══ INFORMATION SUPPLIED ══

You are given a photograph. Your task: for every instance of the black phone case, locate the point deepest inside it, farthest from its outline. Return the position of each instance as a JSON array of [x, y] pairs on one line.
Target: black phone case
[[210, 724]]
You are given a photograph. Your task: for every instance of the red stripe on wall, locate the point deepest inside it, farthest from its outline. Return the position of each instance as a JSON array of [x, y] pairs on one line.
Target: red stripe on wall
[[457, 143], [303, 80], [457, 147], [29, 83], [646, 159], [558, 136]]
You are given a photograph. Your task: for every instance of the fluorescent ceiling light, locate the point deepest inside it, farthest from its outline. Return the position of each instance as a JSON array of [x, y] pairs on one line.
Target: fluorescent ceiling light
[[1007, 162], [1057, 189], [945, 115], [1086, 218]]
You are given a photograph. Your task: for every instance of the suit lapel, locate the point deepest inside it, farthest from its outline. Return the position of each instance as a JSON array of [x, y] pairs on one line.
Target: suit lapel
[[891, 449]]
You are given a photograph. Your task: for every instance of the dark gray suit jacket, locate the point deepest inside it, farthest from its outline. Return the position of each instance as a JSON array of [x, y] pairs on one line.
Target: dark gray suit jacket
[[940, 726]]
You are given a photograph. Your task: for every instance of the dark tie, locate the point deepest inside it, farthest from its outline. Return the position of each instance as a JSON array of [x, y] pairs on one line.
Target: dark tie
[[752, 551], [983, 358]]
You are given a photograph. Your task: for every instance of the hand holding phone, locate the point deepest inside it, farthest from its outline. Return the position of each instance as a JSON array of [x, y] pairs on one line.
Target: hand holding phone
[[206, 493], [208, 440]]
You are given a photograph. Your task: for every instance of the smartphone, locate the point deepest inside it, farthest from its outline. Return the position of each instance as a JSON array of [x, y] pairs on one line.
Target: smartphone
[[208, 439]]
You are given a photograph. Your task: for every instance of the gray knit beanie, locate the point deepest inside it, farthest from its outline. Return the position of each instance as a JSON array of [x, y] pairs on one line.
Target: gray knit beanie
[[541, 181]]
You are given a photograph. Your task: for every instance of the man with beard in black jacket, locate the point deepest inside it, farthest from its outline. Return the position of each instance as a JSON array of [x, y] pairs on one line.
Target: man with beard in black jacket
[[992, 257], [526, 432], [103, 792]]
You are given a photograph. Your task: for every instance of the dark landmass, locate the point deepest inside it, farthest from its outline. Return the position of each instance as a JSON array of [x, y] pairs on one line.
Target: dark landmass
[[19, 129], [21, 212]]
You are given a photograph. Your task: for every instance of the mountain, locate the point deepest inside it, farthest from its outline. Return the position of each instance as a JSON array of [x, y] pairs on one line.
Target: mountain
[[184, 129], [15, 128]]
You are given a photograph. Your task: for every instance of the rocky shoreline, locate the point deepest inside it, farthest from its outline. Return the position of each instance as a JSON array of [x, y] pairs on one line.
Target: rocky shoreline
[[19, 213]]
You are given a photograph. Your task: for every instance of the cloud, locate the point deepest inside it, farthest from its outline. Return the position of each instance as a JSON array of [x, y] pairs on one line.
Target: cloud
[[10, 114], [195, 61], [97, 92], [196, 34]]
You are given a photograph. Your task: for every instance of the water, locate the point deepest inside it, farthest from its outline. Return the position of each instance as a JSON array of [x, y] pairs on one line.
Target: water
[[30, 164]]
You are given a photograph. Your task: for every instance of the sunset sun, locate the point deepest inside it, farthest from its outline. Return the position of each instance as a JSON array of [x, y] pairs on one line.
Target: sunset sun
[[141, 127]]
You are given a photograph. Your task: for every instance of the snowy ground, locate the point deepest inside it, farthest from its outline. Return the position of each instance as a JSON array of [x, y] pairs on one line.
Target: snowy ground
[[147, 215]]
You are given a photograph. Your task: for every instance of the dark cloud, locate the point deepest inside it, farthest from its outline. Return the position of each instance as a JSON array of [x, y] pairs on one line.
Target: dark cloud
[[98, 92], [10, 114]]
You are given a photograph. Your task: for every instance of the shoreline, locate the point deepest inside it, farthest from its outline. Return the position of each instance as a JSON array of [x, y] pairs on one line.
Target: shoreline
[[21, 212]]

═══

> **PROBLEM TO SOLVE**
Copy every entry above verbatim, line for line, with no changes.

> **WRITTEN REPLY**
You are given a photograph. Your task: for every instance of the black phone case, locate the point deepest inside it, farthest from its outline. Return the position of each instance as a JSON array of [x, y] pairs on one line.
Target: black phone case
[[210, 724]]
You are given a photograph. Your task: for every instance of the red stripe on wall, locate the point deepest inside it, farthest from its outline. Return the position of each instance as a JSON array of [x, y] pairs on one line.
Target: red stripe on wall
[[457, 143], [303, 80], [457, 147], [29, 83], [646, 159], [558, 136]]
You are given a photograph. Your task: for every instance of the fluorescent ceiling light, locate the point deepest inside it, farthest from its outline. Return the position of each instance as a JSON array of [x, y] pairs on one line.
Target: fluorescent ceiling light
[[1007, 162], [1057, 189], [945, 115], [1086, 218]]
You are given a photograph. Your task: for every instance of the suit lapel, locate the point deepest inside it, farthest from its outline. Return the position of each instance as a JSON array of [x, y] pairs on one line.
Target: suit lapel
[[891, 449]]
You are given a photograph. Your task: for every instance of the dark gray suit jacket, locate the point deepest inside it, farthest from its outline. Return the position of each instance as a JSON array of [x, y] pairs on one line.
Target: dark gray suit jacket
[[940, 726]]
You are given a photograph. Your task: for every instance of the dark tie, locate the point deepest inside it, farthest from its outline. Return the position of each instance as a JSON array of [x, y] pairs on one line.
Target: dark tie
[[752, 551], [983, 358]]
You are given a photograph. Your task: for every instance of the hand holding phone, locate the point deepest inside it, farthest from its outline. Return the position of each instance as a JSON array of [x, y] pairs on one line.
Target: hand holding phone
[[206, 493], [208, 440]]
You are given a photograph. Your task: for every instance of the smartphone, locate the point deepest inside it, farthest from its outline. Return the position of each instance as a JSON array of [x, y] pairs on one line.
Target: smartphone
[[208, 439]]
You are given a photograph. Your task: for every instance of the gray knit beanie, locate the point deepest inside it, farthest from its outline. Return the position of each instance as a JSON array of [x, y] pairs on one line.
Target: gray knit beanie
[[541, 181]]
You are given a photograph. Your task: for every instance of the man with beard in black jacket, locate the point deepest inside it, farthest from its outline. Return the position of each instance as a JSON array of [x, y] pairs on one line.
Target: man with beard in black jacket
[[992, 257], [526, 432], [103, 792]]
You are given a photograph. Your task: for every instance of the dark landmass, locate the point deepest inside it, farthest from its outline. Return the position of each instance as a JSON array of [x, y] pairs on one line.
Target: dark landmass
[[19, 129], [21, 212]]
You are given a photograph. Your task: for every instance of the mountain, locate the point deepest inside it, farthest from its outline. Return the position of each instance as a JSON array of [x, y] pairs on one line.
Target: mountain
[[184, 129], [15, 128]]
You are given a photograph. Your task: for every instance of the rocky shoreline, locate the point deepest inside it, farthest from its outline. Return the position of each instance as a JSON array of [x, y] pairs on one line.
Target: rocky shoreline
[[19, 213]]
You are given a photograph. Your task: for every instance of the cloud, locate the point deepest inside it, farthest from its outline. Return the position of each instance as a JSON array of [x, y] pairs on one line.
Target: cloud
[[10, 114], [195, 61], [97, 92], [196, 34]]
You are given a photograph. Your task: for every instance of the water, locate the point deepest inside it, farthest from its outline. Return the position of each instance as a JSON array of [x, y] pairs on one line.
Target: water
[[30, 164]]
You are given a photograph. Your task: for every instance of the sunset sun, locate the point deepest inside it, farthest from its outline. Return the position of each instance as a JSON array of [x, y] pairs on one line.
Target: sunset sun
[[141, 127]]
You are given a photograph. Your task: for every instance of the snowy ground, locate the point deepest inside it, farthest from its outline. Return the position of each instance as a JSON array of [x, y] pairs on one line.
Target: snowy ground
[[147, 215]]
You are given a photograph. Your task: for every instance of the dark cloud, locate the point deepest inside it, farthest from its outline. Return the position of each instance as a JSON array of [x, y] pairs on one line.
Target: dark cloud
[[98, 92], [10, 114]]
You are given a photograph. Your task: for every instance of the shoreline, locate the point deepest inside it, farthest from its outline. Return the position of each instance as a JSON array of [x, y] pairs on one line.
Target: shoreline
[[21, 212]]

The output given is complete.